# Work required:
Whenever "child" appears in a line, please copy that line from the data.

== Provided entries ==

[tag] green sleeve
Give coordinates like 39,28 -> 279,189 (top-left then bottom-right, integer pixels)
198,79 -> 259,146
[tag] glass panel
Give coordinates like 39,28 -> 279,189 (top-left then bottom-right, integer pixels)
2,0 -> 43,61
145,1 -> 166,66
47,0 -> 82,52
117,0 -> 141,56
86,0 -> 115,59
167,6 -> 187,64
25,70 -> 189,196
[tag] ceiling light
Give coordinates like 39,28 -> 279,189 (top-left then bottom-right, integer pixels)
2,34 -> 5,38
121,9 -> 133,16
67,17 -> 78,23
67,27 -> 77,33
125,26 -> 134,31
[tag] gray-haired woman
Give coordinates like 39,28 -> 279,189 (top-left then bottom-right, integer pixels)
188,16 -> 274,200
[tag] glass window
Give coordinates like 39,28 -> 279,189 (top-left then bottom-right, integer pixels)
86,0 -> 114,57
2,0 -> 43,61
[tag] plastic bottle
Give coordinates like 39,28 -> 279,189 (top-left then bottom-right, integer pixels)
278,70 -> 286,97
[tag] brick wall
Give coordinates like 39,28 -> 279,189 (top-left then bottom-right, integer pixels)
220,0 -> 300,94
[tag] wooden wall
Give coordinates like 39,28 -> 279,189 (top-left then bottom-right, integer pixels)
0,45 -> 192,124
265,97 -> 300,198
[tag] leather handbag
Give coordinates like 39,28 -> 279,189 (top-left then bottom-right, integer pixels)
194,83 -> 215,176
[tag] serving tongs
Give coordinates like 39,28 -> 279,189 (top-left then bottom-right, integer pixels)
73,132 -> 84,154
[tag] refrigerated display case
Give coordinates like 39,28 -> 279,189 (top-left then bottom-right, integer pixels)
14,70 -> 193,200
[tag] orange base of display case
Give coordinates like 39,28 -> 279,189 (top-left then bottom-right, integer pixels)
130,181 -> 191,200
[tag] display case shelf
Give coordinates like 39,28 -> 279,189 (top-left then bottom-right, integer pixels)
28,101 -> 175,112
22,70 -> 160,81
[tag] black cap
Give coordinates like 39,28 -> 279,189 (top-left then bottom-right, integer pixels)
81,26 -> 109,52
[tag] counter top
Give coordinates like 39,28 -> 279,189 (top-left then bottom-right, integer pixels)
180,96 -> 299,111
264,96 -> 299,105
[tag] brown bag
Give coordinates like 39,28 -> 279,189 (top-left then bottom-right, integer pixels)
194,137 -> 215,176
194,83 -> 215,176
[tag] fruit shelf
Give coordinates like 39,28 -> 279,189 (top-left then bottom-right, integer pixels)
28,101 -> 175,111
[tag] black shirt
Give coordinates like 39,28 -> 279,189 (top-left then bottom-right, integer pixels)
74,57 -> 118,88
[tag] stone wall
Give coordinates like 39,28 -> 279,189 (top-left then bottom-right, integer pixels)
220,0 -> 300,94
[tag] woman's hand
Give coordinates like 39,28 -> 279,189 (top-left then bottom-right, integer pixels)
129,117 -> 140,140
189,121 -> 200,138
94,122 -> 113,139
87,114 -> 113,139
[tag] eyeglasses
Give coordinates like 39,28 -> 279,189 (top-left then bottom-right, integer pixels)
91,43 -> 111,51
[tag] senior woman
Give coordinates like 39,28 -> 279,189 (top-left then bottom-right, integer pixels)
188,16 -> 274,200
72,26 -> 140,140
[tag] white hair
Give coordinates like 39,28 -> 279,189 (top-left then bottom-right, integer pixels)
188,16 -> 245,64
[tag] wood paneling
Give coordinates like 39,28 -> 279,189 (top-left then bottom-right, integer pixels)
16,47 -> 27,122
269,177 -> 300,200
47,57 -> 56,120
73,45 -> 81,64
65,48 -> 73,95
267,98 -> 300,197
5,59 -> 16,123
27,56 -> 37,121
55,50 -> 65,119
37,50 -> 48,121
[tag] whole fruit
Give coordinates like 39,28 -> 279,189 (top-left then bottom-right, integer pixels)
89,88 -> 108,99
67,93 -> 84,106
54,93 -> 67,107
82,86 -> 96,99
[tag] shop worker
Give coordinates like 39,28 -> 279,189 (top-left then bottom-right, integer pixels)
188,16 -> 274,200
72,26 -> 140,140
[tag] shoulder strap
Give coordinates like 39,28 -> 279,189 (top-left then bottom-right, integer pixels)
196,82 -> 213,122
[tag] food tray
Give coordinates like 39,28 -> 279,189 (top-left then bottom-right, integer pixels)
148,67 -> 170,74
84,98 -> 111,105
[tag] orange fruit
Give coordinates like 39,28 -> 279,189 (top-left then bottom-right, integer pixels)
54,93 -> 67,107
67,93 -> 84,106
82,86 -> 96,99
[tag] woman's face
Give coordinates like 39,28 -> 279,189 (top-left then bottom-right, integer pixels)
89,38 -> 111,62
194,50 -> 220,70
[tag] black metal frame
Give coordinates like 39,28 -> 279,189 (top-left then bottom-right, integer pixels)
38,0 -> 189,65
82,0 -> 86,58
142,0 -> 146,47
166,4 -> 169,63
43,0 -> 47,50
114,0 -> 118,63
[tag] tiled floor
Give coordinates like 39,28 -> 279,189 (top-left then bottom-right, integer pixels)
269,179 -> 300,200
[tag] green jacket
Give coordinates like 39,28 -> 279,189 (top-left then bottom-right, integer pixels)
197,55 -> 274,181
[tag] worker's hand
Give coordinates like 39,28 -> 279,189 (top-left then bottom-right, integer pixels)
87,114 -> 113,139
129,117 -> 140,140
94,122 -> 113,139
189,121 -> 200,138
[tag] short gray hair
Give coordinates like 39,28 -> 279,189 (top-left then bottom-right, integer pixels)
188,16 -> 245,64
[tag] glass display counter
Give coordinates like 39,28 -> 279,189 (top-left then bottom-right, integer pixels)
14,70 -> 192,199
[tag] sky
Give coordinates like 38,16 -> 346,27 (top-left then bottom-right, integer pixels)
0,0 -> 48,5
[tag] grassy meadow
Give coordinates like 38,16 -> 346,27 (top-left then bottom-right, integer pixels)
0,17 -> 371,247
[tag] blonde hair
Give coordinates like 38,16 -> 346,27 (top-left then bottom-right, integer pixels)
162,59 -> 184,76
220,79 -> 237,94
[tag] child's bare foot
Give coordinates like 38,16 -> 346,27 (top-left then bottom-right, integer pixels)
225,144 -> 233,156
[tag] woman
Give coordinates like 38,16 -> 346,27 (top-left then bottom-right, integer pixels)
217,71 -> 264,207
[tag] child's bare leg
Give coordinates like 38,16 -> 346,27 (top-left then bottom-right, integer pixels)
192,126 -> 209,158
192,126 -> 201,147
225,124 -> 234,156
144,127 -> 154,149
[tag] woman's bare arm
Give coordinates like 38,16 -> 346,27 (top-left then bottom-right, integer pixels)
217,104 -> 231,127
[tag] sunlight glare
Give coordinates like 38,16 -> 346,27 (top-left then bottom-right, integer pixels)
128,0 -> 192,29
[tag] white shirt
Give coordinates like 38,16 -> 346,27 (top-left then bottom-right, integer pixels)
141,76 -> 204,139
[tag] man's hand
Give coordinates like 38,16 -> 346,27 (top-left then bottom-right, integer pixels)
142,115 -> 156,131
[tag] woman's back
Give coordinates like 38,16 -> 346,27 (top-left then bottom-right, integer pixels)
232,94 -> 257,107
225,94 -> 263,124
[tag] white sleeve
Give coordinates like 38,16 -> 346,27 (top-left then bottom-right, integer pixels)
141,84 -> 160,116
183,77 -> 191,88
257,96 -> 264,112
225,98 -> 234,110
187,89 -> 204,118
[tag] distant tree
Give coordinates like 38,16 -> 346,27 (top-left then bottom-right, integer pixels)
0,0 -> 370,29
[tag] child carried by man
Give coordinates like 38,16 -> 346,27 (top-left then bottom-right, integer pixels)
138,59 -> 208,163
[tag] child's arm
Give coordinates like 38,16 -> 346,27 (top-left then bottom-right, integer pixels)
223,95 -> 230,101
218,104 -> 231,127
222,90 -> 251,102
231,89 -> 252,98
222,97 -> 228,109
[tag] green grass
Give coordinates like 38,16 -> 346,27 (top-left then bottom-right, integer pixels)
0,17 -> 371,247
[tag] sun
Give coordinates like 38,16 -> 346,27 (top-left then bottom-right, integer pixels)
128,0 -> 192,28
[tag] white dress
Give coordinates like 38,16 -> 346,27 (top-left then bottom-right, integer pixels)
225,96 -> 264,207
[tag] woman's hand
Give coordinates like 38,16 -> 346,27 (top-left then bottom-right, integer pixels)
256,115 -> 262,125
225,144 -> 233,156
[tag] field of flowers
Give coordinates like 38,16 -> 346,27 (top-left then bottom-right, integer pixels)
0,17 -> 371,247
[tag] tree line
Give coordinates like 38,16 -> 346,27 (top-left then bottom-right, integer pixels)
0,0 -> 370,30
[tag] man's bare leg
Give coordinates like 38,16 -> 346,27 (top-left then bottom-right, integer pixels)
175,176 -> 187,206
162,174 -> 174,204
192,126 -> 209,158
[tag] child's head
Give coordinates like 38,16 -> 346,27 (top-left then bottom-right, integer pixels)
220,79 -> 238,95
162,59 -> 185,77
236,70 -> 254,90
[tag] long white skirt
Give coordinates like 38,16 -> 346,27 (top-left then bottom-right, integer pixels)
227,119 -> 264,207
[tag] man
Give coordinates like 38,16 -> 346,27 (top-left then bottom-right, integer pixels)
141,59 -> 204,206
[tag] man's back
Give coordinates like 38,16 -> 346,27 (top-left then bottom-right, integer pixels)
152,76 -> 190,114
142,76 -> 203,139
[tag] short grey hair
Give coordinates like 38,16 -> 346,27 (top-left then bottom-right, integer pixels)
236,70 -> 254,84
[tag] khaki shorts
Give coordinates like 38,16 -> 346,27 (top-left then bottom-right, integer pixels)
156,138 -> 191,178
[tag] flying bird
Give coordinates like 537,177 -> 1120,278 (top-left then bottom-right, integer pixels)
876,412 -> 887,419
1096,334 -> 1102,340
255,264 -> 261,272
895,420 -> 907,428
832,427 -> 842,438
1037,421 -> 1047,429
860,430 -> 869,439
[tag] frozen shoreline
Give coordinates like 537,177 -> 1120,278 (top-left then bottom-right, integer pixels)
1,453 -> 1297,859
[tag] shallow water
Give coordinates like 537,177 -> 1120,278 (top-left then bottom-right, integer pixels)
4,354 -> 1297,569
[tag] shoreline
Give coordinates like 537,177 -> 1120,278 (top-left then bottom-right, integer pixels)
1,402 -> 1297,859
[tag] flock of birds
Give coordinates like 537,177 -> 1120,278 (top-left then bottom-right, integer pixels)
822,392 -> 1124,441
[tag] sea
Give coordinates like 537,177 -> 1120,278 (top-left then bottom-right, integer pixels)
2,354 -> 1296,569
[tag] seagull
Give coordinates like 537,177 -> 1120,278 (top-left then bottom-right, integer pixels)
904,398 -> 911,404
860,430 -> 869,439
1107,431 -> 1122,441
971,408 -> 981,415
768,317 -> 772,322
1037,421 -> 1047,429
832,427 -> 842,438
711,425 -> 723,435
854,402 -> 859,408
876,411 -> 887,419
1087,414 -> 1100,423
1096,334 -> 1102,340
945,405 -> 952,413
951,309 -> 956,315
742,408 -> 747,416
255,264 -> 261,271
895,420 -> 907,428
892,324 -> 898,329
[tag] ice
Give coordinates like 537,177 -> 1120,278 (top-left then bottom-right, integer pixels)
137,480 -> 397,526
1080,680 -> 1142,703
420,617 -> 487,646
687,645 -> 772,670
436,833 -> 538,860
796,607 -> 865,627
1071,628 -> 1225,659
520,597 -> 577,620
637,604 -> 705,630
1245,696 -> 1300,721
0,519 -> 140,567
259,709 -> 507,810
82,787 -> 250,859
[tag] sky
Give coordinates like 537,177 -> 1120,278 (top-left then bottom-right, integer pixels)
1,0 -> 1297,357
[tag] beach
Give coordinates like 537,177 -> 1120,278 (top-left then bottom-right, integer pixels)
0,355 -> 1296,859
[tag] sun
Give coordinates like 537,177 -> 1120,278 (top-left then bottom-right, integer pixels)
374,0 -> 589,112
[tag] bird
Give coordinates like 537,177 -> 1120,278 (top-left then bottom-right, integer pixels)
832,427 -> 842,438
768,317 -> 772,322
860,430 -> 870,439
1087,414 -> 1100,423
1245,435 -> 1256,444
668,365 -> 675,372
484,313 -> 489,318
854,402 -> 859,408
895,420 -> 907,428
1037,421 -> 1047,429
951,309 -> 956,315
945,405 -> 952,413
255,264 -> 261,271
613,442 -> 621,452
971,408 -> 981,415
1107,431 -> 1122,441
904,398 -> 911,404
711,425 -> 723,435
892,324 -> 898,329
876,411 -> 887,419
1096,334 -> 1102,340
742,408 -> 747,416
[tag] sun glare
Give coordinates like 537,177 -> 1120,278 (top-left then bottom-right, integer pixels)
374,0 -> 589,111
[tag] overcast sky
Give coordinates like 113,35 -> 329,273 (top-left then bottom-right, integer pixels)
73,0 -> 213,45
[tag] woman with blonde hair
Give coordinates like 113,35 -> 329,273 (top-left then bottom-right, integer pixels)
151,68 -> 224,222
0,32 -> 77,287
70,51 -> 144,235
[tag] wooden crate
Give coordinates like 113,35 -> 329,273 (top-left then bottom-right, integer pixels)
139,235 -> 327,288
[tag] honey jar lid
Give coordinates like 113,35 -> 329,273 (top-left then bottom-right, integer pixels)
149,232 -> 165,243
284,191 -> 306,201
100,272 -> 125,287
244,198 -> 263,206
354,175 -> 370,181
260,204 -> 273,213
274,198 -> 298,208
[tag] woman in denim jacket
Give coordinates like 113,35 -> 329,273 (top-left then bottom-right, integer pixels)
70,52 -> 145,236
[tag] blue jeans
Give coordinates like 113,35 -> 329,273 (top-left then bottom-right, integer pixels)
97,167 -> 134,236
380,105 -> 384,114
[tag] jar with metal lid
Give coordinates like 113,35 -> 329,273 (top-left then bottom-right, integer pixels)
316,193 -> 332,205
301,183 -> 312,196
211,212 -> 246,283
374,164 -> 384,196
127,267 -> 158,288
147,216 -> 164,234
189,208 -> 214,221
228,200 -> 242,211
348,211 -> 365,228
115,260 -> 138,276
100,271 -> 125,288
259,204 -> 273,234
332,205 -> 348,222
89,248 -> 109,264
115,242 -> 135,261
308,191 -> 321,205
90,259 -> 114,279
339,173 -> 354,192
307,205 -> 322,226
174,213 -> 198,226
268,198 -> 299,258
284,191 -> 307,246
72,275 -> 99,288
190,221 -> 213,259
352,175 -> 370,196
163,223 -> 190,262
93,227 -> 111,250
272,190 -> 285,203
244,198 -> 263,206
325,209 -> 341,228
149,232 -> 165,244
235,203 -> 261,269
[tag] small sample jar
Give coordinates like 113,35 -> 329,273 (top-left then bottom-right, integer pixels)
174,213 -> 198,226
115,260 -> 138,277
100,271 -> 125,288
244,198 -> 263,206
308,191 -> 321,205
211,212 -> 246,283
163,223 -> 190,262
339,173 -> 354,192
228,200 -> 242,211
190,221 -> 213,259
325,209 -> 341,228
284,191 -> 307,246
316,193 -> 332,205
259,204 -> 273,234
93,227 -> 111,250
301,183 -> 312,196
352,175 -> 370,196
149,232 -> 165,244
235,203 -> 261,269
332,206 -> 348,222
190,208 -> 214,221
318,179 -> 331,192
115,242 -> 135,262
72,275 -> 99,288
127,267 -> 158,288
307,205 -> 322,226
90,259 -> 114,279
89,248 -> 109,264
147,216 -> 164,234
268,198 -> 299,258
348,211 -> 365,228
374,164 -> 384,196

===

# Output of the task:
[tag] child's bare foot
[tag] child's bare leg
[tag] child carried by man
[tag] child's arm
[tag] child's head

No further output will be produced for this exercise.